/---

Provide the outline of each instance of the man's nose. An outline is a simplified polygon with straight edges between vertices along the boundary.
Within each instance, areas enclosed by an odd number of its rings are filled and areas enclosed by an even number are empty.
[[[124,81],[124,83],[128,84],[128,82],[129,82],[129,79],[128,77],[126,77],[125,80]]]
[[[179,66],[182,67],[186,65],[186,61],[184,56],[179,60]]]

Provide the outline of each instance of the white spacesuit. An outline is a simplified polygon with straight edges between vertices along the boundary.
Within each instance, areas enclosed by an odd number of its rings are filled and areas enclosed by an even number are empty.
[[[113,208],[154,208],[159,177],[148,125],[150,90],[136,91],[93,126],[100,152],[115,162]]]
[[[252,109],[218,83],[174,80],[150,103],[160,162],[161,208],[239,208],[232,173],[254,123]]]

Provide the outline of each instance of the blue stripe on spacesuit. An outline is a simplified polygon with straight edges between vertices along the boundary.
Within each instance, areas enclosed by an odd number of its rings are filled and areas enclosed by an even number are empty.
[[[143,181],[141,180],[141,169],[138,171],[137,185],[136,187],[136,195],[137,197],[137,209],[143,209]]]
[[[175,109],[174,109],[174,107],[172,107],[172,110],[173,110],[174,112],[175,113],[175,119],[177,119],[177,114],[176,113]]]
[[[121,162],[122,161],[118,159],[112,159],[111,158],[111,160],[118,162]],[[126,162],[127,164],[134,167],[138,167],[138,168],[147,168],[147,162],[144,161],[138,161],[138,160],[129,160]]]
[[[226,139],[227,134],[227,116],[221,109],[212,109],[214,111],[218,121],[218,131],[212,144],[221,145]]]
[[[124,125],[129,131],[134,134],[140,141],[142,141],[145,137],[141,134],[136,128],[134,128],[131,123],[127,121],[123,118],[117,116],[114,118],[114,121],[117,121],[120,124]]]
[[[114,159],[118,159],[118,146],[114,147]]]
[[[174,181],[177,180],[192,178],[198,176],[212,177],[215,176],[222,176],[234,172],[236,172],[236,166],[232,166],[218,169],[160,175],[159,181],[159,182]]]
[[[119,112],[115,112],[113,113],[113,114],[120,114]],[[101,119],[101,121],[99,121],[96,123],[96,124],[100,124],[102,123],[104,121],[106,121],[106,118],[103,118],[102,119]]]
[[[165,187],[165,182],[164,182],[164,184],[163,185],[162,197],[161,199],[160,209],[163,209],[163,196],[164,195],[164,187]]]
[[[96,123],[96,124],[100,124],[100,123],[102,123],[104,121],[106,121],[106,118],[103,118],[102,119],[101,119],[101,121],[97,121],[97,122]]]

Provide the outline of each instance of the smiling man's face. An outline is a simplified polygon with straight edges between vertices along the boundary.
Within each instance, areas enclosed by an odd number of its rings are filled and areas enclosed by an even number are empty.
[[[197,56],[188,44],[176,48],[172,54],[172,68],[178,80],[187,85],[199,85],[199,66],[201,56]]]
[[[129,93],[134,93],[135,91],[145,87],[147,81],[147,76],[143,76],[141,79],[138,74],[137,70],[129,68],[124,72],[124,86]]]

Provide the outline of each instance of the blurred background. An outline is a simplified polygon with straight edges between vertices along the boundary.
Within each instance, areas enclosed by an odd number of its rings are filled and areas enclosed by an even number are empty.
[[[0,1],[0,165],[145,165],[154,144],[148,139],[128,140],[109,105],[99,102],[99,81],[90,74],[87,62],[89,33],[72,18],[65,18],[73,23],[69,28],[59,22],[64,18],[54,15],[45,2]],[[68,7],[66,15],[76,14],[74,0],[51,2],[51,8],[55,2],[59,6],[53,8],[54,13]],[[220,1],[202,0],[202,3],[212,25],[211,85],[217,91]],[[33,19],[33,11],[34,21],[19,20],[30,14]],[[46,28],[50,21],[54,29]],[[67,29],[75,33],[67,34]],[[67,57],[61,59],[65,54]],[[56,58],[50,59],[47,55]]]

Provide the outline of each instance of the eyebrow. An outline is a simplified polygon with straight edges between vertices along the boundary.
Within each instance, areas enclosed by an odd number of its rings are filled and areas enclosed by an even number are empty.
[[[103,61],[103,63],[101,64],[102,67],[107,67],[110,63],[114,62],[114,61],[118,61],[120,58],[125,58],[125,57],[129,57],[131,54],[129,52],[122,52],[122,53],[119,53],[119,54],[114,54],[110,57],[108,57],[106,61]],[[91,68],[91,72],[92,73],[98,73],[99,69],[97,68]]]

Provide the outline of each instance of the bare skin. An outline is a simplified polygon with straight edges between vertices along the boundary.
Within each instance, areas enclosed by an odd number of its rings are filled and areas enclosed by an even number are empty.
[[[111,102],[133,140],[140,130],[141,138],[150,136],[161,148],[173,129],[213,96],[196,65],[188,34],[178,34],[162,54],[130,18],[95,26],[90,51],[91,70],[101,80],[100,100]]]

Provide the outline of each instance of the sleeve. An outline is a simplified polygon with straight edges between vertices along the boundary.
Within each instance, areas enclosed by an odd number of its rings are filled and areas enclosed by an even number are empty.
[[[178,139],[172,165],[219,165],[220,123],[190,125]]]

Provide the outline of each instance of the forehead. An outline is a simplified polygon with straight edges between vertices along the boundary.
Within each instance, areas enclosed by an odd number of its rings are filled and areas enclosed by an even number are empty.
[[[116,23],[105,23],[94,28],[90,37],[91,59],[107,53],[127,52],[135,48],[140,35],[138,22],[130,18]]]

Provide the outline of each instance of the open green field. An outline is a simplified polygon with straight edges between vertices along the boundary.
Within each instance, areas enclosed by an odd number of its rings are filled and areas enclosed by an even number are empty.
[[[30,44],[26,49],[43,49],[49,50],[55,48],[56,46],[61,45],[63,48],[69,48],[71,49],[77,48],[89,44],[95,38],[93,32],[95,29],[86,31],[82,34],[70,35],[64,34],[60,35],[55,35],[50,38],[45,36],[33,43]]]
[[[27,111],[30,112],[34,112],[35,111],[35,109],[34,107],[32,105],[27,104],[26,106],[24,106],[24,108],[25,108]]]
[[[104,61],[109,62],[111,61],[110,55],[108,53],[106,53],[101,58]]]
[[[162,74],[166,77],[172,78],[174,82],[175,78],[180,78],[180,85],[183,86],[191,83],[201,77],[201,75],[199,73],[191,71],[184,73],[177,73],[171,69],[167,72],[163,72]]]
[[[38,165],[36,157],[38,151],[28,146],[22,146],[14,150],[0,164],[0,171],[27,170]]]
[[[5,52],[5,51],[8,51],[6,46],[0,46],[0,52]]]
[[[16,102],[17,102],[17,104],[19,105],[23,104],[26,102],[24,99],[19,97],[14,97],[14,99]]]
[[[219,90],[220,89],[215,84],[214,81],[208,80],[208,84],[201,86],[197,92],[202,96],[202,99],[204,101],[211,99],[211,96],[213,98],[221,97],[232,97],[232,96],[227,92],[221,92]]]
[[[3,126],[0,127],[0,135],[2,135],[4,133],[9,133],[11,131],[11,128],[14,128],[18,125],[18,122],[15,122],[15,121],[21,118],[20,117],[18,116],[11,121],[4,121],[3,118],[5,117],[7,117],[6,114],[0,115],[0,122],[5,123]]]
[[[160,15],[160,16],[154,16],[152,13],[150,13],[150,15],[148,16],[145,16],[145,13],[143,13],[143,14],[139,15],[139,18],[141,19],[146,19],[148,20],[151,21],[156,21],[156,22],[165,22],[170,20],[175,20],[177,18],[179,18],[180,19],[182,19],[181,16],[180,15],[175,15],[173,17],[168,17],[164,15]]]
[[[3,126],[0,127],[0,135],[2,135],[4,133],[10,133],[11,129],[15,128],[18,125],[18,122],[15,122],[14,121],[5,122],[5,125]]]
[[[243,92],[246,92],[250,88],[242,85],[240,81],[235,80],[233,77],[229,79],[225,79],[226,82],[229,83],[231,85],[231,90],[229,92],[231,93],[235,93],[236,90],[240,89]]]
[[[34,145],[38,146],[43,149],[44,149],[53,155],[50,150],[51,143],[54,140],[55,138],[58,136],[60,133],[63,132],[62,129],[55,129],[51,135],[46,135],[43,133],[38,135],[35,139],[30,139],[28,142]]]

\---
/---

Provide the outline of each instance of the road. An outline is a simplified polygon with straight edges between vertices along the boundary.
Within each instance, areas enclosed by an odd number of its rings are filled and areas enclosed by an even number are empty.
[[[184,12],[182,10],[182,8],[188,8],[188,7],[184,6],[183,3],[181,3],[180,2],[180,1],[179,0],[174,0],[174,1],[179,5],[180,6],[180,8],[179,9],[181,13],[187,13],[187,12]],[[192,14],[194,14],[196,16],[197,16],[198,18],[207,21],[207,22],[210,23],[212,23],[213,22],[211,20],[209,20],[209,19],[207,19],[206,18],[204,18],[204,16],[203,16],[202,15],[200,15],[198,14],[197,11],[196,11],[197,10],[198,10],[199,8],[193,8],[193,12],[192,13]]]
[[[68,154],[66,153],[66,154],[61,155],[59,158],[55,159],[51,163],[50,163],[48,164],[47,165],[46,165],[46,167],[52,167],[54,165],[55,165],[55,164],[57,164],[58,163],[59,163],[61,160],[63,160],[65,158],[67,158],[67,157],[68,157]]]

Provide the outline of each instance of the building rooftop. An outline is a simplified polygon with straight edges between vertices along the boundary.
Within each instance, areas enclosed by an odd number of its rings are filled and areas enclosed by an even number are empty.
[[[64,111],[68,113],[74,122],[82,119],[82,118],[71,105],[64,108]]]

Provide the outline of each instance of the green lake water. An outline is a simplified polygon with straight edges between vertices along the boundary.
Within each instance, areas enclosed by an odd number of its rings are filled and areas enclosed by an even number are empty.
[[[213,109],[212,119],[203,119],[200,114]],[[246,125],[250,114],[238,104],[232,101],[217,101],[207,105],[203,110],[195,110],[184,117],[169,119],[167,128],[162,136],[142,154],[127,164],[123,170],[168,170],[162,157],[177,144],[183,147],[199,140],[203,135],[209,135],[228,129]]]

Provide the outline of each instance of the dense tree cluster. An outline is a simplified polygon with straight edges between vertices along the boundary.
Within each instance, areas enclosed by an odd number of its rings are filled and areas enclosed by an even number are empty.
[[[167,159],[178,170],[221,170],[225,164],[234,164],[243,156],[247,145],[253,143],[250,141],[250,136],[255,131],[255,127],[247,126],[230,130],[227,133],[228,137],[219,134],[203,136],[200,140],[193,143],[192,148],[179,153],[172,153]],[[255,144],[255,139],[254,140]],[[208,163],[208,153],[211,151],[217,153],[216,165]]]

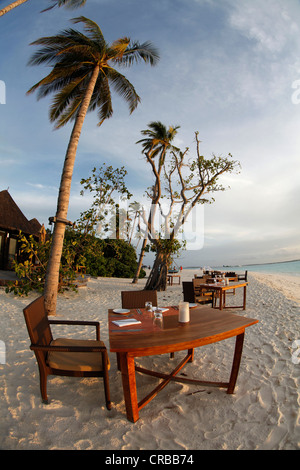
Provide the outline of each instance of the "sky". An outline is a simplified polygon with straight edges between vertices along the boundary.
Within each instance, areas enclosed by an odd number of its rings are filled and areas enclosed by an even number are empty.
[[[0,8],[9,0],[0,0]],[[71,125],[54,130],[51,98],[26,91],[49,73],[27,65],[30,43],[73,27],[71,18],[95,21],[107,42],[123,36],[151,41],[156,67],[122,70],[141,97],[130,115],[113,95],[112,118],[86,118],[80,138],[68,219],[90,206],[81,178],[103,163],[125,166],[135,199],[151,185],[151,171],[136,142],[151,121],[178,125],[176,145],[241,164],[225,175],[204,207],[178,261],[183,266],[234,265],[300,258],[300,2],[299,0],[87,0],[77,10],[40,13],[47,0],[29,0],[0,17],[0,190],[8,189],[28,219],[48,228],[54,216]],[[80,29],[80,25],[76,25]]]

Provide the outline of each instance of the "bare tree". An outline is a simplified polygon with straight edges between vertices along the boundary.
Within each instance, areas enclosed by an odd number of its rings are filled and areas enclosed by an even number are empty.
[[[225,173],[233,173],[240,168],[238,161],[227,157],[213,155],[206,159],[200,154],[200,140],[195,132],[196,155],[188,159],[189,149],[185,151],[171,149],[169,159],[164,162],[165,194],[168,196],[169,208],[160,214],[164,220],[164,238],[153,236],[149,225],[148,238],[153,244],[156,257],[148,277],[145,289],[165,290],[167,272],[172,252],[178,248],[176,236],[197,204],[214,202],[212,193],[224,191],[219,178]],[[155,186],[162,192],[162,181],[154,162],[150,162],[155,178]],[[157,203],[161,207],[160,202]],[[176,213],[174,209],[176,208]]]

\---

What is being asked: Add 17 to every vertex coordinate in the answers, and write out everything from the line containing "Provide the outline of each instance of the man's" down to the line containing "[[[179,66],[182,67],[186,65],[186,61],[184,56],[179,60]]]", both included. Keep the requests in those lines unchanged.

Written response:
Provide the outline of each instance of the man's nose. An outline is a simplified polygon with straight edges between vertices along the boundary.
Within each instance, areas enclosed by an odd number of its rings are filled and areas enclosed by an even number are empty.
[[[141,98],[141,100],[145,101],[145,99],[146,99],[146,96],[145,94],[143,94],[142,97]]]
[[[196,83],[199,84],[203,82],[203,78],[201,73],[196,77]]]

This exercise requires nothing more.